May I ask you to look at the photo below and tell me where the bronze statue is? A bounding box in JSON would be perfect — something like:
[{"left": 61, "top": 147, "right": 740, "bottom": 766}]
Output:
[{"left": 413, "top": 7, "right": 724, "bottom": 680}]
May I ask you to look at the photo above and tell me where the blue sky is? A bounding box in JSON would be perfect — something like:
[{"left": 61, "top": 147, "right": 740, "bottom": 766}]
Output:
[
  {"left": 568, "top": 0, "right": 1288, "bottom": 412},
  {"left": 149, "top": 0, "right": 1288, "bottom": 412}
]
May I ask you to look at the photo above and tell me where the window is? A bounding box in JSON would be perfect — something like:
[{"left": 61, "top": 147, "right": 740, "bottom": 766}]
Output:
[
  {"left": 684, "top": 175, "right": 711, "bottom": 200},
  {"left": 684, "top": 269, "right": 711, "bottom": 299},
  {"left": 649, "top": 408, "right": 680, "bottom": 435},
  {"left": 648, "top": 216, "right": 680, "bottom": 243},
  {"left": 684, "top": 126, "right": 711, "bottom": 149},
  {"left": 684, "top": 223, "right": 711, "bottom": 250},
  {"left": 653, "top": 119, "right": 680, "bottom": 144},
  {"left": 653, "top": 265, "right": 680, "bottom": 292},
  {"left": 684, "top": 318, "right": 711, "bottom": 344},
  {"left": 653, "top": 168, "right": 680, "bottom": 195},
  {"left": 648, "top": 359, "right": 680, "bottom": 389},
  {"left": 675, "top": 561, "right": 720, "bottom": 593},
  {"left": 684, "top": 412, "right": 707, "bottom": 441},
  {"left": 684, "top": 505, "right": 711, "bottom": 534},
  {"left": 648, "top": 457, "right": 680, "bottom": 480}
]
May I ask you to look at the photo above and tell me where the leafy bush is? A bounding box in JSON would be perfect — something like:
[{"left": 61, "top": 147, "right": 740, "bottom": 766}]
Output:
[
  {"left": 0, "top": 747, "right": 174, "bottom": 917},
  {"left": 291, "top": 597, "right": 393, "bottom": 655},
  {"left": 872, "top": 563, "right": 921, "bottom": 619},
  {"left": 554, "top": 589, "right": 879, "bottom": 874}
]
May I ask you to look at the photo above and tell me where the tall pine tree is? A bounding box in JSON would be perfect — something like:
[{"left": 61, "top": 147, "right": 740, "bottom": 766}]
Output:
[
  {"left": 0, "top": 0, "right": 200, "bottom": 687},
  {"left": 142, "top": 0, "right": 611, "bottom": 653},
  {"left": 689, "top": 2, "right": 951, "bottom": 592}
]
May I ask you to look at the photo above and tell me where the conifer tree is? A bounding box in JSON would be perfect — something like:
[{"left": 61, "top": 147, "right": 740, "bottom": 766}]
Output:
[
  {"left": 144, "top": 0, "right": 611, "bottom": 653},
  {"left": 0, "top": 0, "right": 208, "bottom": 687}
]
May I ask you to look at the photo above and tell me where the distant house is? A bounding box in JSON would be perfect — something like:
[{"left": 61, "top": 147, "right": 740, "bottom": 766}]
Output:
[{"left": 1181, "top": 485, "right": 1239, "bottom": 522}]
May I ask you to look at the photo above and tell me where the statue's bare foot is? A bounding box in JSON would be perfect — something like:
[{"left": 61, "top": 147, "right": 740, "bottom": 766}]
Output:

Your objective —
Format the material from the line containing "where the distant" through the end as a Markdown table with the columns Row and Text. Number each line in Row, put the line itself in Text, and omit blank lines.

Solution to the exercise —
| Row | Text |
|---|---|
| 1 | May I ask you to look at the photo above and tell me where the distant house is? A bounding box in JSON would be perfect — something like: |
| 2 | [{"left": 61, "top": 147, "right": 740, "bottom": 766}] |
| 3 | Output: |
| 4 | [{"left": 1181, "top": 485, "right": 1239, "bottom": 522}] |
| 5 | May I ask you to look at the photo above and tell me where the statue's bare foot is? A bounding box in JSON would be perfect — something like: |
| 6 | [{"left": 61, "top": 147, "right": 740, "bottom": 766}] |
| 7 | Output: |